Exercise prompt: In the article on police facial recognition, what percentage of Black women were falsely matched by the system?
*** Opening of Extract provided ***
Black women face highest risk of being wrongly linked to crime by police facial recognition
These errors mean Black women with no connection to crime are more likely, than anyone else, to be drawn into police investigations under such circumstances
Black women are the group most likely to be falsely flagged by police facial recognition technology, according to a government-commissioned report.
The findings emerge from an independent assessment by the National Physical Laboratory (NPL) of the facial recognition software used on the Police National Database.
The evaluation found stark disparities in error rates across race and gender, with Black women consistently experiencing the poorest outcomes of all ethnic groups at commonly used confidence levels.
Almost one in ten Black women (9.9%) were falsely matched by the system, compared with 0.4% of Black men, the study shows. The false positive rate fell to 0.1% for white women and 0.0% for white men.
Reacting to the findings, Charlie Whelton, policy and campaigns officer at Liberty, a leading campaigning group, said the data demonstrated the harm caused by the use of facial recognition without adequate safeguards.
“The racial bias in these statistics shows the damaging real-life impacts of letting police use facial recognition without proper safeguards in place,” he told Black Current News.
“With thousands of searches a month using this discriminatory algorithm, there are now serious questions to be answered over just how many people of colour were falsely identified, and what consequences this had.
“Last week the Home Office started a consultation to give the public a say in how this facial recognition is used, but even this was disappointingly accompanied by a pledge to ramp up use.”
He added: “This report is yet more evidence that this powerful and opaque technology cannot be used without robust safeguards in place, including real transparency and meaningful oversight.”
While the findings were published earlier this month, the disproportionate impact on Black women has received little attention in public debate.
It also emerged that police forces were aware of racial bias in the Police National Database facial recognition system for more than a year before the findings were made public.
Facial recognition technology compares images of people’s faces against police watchlists of known or wanted individuals. It can be used on live camera footage in public spaces or retrospectively, by running images through police, passport or immigration databases to help identify suspects.
Previously, Liberty’s investigative reporting into police use of facial recognition found that forces have been conducting searches on the Police National Database since 2019.
By the end of 2024, more than 527,000 searches had been carried out, pointing to growing reliance on the technology. That figure is now likely to have exceeded 750,000, based on the Home Office’s assertion that around 25,000 searches are taking place each month, prompting warnings that tens of thousands of people may already have been incorrectly flagged.
So: these misidentifications are significant and potentially devastating. False positives occur when an individual is wrongly matched to a police image despite having no connection to an offence, potentially placing them under suspicion or investigation.
Black communities are already overrepresented at multiple stages of the criminal justice system, including stop and search, arrest and imprisonment. Campaigners argue that the introduction of flawed facial recognition technology risks compounding existing inequalities.
*** Close of Extract provided ***
*** Opening of Excerpted records ***
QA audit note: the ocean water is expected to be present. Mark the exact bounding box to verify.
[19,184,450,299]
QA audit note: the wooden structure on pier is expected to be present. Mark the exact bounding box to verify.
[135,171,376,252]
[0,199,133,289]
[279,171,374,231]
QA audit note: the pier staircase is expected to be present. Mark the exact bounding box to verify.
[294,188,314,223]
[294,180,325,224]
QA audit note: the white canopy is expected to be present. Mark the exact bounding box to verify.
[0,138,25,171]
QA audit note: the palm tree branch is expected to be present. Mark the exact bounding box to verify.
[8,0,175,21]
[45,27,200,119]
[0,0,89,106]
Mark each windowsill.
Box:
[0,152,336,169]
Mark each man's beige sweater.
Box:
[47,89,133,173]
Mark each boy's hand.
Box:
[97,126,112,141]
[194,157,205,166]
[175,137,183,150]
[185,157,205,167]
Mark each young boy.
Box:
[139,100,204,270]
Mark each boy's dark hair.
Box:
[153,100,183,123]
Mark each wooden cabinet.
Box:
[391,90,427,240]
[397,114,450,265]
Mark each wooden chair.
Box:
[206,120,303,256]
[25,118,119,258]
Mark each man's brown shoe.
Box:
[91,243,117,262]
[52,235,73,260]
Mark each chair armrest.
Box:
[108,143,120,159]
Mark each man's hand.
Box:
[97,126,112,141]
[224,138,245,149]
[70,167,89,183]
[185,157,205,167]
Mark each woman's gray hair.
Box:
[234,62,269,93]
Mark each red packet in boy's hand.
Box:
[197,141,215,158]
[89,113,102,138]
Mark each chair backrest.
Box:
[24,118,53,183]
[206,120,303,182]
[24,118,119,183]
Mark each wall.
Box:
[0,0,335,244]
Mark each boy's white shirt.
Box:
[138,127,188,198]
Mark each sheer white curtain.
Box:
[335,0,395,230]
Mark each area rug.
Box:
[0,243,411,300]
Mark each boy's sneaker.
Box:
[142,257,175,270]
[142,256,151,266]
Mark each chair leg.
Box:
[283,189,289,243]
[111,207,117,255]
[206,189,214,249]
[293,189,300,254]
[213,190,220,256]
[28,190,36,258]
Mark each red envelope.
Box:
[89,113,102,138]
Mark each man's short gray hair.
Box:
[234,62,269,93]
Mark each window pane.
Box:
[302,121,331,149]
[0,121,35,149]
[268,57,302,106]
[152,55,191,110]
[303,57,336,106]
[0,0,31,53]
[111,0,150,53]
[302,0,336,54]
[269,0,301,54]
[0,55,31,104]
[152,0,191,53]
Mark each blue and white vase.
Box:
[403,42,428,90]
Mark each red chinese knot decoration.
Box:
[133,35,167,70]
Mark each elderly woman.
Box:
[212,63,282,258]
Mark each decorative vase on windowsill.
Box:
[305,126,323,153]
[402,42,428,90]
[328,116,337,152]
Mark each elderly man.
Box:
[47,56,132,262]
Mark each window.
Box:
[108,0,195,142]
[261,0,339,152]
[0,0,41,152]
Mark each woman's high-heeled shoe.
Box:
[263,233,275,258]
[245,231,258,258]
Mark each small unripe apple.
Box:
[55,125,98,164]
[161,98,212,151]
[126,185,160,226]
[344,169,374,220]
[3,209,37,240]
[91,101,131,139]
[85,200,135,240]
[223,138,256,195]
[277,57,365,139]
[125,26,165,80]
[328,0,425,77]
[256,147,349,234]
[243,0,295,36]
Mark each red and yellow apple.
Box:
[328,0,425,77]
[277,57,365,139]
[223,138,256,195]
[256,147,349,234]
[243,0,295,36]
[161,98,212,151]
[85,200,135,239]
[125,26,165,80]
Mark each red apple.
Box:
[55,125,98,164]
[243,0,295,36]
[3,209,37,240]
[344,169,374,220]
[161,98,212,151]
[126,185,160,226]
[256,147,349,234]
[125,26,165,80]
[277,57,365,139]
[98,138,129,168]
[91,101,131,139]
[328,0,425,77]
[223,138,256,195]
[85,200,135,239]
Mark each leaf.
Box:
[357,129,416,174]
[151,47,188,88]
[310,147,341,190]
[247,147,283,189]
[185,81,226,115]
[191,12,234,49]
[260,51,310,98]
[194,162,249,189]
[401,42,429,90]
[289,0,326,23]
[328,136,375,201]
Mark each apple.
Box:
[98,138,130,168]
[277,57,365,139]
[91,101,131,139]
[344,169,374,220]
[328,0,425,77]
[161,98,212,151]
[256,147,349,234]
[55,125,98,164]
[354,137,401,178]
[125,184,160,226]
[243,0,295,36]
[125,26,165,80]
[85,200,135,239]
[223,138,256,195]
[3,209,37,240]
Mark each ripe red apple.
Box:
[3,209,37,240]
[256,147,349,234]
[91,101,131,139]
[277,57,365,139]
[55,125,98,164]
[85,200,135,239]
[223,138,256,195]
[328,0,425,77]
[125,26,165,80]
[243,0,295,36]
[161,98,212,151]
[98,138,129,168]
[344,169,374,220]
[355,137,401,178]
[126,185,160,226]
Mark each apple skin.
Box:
*** Close of Excerpted records ***
Task output: 9.9%, almost one in ten.